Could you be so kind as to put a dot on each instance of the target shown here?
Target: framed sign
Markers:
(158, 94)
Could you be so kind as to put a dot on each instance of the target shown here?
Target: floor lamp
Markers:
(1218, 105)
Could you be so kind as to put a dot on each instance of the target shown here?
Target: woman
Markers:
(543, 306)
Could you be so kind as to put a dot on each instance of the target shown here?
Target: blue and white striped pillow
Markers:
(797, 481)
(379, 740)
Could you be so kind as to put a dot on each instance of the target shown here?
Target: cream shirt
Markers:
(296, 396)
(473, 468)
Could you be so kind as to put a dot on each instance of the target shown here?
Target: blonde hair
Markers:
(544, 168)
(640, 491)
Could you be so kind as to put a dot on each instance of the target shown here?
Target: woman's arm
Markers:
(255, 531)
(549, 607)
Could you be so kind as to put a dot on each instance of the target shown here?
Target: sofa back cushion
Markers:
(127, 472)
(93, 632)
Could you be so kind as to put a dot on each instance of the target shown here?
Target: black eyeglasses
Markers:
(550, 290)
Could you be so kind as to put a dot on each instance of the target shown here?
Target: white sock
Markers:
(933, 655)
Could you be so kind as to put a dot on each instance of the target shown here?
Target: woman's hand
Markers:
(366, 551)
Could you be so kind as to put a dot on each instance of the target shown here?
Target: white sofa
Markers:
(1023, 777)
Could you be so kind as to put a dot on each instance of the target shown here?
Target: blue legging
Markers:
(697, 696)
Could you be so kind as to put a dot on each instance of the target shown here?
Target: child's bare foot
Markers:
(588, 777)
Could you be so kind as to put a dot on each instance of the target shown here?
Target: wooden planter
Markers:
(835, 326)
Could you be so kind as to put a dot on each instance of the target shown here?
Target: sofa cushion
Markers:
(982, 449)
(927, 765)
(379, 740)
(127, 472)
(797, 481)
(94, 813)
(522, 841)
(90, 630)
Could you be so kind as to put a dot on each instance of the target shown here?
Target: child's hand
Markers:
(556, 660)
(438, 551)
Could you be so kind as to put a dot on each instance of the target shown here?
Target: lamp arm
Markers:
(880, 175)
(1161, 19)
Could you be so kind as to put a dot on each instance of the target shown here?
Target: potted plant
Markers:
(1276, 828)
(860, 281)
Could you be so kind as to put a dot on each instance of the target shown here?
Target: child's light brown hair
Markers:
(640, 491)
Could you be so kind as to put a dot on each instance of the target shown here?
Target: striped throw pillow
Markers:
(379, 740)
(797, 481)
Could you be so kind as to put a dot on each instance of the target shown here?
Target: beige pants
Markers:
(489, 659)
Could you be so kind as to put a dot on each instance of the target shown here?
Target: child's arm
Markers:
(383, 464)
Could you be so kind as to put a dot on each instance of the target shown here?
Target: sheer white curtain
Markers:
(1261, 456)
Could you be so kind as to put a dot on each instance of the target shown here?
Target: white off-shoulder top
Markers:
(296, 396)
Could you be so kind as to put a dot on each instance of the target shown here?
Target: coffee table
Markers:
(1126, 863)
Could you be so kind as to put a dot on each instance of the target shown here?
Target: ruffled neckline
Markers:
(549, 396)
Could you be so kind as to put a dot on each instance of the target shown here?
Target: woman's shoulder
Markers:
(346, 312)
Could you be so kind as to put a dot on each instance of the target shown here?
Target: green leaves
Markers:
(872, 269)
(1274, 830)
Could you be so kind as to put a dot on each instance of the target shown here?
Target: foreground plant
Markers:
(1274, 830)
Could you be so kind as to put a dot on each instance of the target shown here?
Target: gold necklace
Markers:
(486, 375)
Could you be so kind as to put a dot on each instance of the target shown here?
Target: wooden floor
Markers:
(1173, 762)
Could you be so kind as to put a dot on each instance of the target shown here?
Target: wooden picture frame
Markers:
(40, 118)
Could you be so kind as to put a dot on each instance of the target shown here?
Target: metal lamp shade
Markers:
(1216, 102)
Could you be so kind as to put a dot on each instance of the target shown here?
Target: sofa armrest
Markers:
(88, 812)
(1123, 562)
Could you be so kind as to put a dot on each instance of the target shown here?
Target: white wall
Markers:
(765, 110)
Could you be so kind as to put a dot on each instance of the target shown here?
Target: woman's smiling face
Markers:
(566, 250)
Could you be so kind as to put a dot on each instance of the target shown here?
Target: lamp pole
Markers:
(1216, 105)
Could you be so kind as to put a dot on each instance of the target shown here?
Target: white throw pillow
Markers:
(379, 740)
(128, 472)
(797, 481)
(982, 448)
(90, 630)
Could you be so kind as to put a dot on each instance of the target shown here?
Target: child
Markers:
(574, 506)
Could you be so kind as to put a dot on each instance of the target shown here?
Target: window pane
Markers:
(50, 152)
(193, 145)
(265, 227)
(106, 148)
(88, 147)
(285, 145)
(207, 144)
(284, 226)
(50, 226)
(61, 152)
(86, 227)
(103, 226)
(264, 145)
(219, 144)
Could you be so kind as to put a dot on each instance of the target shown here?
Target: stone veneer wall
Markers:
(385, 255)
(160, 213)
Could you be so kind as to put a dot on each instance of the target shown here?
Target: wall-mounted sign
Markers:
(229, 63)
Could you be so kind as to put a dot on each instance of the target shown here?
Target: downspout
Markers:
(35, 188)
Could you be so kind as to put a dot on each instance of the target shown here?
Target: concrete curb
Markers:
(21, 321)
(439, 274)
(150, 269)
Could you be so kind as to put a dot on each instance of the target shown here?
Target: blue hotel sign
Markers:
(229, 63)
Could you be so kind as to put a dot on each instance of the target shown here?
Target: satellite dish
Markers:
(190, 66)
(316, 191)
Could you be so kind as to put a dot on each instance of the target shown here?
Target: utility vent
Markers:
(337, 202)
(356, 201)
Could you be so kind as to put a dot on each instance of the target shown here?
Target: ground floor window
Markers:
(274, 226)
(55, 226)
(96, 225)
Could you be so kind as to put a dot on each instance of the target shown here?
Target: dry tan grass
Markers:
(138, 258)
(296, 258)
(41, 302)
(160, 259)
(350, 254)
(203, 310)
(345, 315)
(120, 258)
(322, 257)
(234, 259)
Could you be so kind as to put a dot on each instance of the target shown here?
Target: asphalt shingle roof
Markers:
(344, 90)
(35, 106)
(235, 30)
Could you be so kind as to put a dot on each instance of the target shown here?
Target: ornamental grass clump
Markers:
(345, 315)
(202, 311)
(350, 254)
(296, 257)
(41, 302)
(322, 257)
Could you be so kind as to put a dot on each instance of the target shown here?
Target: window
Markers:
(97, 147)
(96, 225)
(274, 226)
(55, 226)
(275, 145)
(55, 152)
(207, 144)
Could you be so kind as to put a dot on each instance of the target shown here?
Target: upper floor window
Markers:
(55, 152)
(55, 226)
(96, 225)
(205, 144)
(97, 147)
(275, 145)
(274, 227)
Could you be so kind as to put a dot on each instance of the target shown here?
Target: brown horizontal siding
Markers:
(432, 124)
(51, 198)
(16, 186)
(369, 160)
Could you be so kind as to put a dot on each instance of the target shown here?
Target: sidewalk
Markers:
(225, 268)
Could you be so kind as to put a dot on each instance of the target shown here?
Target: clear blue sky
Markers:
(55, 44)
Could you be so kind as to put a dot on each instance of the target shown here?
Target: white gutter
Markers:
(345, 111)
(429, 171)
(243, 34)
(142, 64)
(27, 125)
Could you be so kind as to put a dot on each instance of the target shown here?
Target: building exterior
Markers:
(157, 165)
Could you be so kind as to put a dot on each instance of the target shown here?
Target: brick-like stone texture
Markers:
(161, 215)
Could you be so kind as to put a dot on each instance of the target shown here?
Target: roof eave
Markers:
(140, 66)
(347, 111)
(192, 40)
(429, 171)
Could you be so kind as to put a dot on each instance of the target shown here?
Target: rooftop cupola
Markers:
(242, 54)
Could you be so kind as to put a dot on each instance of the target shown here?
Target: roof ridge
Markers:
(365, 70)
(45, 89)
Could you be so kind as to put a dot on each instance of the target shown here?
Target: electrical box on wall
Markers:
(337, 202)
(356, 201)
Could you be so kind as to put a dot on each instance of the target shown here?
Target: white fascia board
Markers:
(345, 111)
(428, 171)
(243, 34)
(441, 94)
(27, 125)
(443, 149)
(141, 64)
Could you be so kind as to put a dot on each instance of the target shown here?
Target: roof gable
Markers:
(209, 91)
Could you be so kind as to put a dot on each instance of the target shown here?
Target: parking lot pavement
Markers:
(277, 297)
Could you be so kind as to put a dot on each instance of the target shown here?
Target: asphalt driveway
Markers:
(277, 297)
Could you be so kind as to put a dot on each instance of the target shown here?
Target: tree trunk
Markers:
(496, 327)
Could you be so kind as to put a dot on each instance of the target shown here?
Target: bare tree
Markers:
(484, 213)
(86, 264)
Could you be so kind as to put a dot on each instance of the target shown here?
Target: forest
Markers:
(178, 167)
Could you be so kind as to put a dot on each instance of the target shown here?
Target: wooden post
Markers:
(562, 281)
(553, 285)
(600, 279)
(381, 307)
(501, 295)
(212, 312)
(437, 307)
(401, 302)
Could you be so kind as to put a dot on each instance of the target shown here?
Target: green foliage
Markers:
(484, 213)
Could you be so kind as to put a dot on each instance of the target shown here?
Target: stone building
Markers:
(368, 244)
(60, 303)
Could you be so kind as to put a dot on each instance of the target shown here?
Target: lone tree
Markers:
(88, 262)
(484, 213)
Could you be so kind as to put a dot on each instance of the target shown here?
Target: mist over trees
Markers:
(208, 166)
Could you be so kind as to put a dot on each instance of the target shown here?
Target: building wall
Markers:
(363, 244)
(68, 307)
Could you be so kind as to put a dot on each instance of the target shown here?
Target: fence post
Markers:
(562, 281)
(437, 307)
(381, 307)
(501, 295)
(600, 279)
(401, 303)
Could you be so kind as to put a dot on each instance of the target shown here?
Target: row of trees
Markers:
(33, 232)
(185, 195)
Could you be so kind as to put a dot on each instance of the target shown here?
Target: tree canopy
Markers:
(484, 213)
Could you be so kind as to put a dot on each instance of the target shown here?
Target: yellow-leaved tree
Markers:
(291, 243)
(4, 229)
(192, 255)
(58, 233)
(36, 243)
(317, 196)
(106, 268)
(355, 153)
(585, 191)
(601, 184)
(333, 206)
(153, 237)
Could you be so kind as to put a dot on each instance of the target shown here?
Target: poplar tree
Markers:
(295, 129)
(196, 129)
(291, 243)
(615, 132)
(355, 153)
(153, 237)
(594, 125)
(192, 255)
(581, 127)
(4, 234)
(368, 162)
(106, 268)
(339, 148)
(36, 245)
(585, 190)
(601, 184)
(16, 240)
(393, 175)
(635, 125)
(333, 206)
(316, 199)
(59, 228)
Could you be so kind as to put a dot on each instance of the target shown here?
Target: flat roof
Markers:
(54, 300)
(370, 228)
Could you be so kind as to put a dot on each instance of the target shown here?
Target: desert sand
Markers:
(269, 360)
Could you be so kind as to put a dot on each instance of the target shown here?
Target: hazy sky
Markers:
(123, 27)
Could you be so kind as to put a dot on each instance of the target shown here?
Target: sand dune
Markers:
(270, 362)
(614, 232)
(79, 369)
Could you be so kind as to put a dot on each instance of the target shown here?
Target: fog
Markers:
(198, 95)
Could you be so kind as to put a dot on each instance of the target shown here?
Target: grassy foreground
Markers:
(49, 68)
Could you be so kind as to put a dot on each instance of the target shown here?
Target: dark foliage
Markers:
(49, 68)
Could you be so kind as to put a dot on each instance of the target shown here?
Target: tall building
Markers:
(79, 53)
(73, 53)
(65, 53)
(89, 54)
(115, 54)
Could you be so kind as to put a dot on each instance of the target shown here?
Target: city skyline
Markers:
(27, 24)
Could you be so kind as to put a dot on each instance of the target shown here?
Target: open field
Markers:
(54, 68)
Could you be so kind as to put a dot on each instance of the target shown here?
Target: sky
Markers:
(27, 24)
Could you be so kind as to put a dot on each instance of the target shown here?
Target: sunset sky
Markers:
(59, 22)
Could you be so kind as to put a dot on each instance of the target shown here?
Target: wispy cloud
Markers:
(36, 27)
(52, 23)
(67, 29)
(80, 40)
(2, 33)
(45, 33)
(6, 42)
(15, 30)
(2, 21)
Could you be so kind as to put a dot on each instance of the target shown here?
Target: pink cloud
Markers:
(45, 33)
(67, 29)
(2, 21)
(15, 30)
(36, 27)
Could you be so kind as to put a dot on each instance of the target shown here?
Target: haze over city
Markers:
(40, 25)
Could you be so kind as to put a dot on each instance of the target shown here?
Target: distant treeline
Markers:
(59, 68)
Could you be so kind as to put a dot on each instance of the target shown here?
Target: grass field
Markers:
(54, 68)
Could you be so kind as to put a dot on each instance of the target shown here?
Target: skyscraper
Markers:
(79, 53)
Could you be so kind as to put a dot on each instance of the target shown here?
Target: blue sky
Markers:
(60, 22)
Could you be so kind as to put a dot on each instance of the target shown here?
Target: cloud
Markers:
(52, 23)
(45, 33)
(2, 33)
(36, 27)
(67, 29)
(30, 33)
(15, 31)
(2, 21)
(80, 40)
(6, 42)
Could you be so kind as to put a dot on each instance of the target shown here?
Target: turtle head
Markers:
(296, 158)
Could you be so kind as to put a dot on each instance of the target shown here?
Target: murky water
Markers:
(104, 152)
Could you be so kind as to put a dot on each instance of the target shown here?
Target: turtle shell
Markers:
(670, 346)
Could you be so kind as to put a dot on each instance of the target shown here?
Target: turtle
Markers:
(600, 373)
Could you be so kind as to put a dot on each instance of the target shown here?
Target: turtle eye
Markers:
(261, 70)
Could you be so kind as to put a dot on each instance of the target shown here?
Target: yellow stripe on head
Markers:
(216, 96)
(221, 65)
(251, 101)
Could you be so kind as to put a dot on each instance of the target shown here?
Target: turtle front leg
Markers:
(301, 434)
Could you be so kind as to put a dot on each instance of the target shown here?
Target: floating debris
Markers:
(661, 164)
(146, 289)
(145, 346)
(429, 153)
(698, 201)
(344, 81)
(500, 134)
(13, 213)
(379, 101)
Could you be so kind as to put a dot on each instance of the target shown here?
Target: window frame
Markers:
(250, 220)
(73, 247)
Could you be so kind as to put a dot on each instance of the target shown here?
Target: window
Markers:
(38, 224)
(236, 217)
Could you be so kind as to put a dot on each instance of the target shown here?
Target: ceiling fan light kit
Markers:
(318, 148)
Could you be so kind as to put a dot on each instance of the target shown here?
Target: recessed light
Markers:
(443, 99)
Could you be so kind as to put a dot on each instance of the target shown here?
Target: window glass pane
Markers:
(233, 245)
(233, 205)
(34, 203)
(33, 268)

****************************************

*SET TASK*. Could you return every line from the listing above that contains the string "child"? Case matters, so lines where those letters differ in capitalization do not count.

*OUTPUT OF THE TASK*.
Target: child's bare foot
Target: child's hand
Target: child's light brown hair
Target: child's arm
Target: child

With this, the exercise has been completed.